EXERCISE REQUIREMENTS:
(1) From the description of the arXiv citation network project, write out word for word the part that opens with "The work is" and closes with "or similar goals.".
(2) Continue the description of the arXiv citation network project from its last sentence.

This repository corresponds to the code of a project related to a practical at the RWTH University, Aachen Germany.
The result, a citation network focused on arXiv, is available as a release. Additionally, the report about this project
is provided as part of the repository (PDF).
The work is build upon previous work by Clement et al. (see: https://github.com/mattbierbaum/arxiv-public-datasets). It is not a fully fetched library or a tool but rather potentially reusable code to achieve our or similar goals.
In particular, this work contains a new script to download all PDFs from arXiv's public Google Cloud Storage
bucket (https://console.cloud.google.com/storage/browser/arxiv-dataset), convert them to text files and extract an
internal regex-based arXiv citation network by reusing work from Clement et al. Furthermore, a parser called Science
Parse was used to extract new citations. Additionally, a newly created Microsoft Academic Graph Extractor (MAGE), which
extracts citations of arXiv papers from the Microsoft Academic Graph (
MAG) (https://www.microsoft.com/en-us/research/project/microsoft-academic-graph/), were utilized.

ENTRIES SUPPLIED:
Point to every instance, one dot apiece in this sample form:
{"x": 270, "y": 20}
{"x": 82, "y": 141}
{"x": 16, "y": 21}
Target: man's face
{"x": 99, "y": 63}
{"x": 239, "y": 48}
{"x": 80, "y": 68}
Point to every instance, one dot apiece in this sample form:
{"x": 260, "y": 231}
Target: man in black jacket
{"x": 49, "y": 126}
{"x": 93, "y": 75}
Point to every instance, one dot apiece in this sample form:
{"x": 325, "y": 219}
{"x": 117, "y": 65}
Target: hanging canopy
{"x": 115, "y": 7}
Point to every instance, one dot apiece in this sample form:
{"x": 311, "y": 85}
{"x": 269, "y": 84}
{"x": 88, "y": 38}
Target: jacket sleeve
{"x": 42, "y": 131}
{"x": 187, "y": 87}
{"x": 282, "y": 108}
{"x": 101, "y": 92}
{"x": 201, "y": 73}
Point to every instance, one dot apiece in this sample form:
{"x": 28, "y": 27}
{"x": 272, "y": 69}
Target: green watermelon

ANSWERS IN ORDER:
(1)
The work is build upon previous work by Clement et al. (see: https://github.com/mattbierbaum/arxiv-public-datasets). It is not a fully fetched library or a tool but rather potentially reusable code to achieve our or similar goals.

(2)
More details can be found in the report or corresponding subdirectories.
Citation networks are used to trace citations between publications. They enable analysis of the impact of specific publications or the calculation of bibliographic metrics. Our project focused on extending an internal citation network created by Clement et al., which was built upon the open-access scholarly publication archive arXiv.org. We extend their result in three ways: 1) Adding references from new publications using previous work by Clement et al.; 2) Extracting references of an arXiv publication from the Microsoft Academic Graph; 3) Mining arXiv PDFs for references using Science Parse. The new methods 2. and 3. enabled us to extend the citation network with citations of external—not on arXiv—publications. As a result, we were able to expand the initial internal citation network with 1.79 million nodes and 10 million edges to a citation network with 7.36 million nodes and 48.8 million edges which also captures outgoing citations. In particular, the number of internal edges was also increased from 10 million to 23.9 million.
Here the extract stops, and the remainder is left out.